-- Data for review follows --
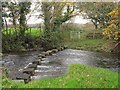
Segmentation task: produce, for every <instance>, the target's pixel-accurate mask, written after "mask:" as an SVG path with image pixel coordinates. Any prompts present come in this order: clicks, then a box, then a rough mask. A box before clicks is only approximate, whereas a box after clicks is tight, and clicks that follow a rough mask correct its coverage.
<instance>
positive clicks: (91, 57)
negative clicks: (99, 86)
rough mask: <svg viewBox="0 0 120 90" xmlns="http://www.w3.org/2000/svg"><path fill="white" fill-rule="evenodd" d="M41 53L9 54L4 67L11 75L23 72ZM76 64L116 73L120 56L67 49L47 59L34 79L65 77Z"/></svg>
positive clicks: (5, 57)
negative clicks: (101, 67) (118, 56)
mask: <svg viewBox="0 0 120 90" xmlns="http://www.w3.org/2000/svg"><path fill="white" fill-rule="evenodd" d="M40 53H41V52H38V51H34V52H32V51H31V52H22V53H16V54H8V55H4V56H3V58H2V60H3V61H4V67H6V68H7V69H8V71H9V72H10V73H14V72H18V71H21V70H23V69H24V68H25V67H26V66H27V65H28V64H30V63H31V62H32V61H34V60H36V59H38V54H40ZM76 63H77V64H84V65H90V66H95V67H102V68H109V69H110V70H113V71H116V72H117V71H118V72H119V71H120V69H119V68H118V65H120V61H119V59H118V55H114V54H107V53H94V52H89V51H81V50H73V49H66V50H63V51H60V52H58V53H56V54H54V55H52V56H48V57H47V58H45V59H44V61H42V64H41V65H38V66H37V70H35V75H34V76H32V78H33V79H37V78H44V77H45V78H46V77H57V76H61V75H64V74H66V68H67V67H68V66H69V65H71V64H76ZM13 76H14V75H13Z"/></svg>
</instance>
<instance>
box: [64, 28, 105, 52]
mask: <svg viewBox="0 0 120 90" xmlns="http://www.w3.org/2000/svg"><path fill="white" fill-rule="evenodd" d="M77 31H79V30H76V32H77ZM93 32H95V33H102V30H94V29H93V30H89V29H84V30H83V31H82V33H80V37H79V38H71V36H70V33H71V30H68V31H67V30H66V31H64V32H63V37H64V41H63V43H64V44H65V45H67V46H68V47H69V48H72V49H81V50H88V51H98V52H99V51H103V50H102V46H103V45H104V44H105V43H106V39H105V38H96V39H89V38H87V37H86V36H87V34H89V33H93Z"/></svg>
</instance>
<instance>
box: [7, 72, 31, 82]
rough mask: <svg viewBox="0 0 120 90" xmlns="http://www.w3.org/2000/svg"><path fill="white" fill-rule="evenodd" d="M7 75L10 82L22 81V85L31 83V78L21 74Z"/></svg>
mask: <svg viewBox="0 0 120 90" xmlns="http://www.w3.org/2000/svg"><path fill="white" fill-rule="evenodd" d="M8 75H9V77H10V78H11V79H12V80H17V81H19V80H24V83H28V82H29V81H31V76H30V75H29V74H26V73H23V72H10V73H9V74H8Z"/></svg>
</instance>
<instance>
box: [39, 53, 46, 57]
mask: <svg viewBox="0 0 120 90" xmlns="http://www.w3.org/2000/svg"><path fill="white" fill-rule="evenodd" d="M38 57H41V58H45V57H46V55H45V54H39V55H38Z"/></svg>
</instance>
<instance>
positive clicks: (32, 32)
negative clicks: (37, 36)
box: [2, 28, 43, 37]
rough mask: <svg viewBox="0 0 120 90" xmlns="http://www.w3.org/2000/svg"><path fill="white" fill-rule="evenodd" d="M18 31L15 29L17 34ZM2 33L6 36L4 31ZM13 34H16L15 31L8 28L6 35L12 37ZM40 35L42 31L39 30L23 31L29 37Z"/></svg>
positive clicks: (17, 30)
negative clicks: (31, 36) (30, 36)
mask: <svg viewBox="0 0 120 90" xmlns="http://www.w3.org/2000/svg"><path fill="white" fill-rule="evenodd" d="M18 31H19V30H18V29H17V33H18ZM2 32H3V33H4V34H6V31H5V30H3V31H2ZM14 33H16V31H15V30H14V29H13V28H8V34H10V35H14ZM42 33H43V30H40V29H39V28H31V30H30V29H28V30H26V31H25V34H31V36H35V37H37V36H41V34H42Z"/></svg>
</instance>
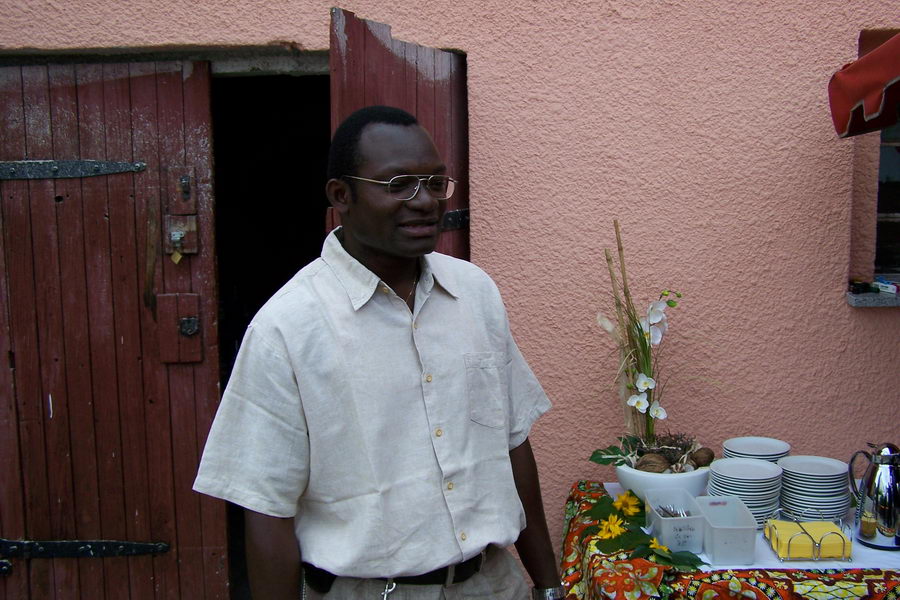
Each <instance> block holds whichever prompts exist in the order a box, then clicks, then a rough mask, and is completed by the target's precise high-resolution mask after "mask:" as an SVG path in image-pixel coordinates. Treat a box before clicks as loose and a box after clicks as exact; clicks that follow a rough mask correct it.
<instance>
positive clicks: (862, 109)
-- Data for review concluded --
#### [Your instructions]
Return the rows above word for word, from their start through the line containing "positive clicks: (5, 57)", including both ends and leaving the pictures out of your answer.

#### [Final answer]
Segmentation task: produce, for every <instance>, the target's pixel-accurate mask, written after "mask:" as an SVG path with image pixel coordinates. Any prompts present come in this order: clicks, then a box, then a rough mask. A box before clicks is only approximate, whereas a box after clicks is tight, and clicks that follow a rough mask correct its coverage.
<instance>
positive clicks: (91, 57)
negative clicks: (99, 86)
rough mask: <svg viewBox="0 0 120 90" xmlns="http://www.w3.org/2000/svg"><path fill="white" fill-rule="evenodd" d="M41 53L9 54L4 67L11 75L23 72ZM76 64L116 73L120 56L67 49L47 59L34 79L65 77Z"/></svg>
positive clicks: (5, 57)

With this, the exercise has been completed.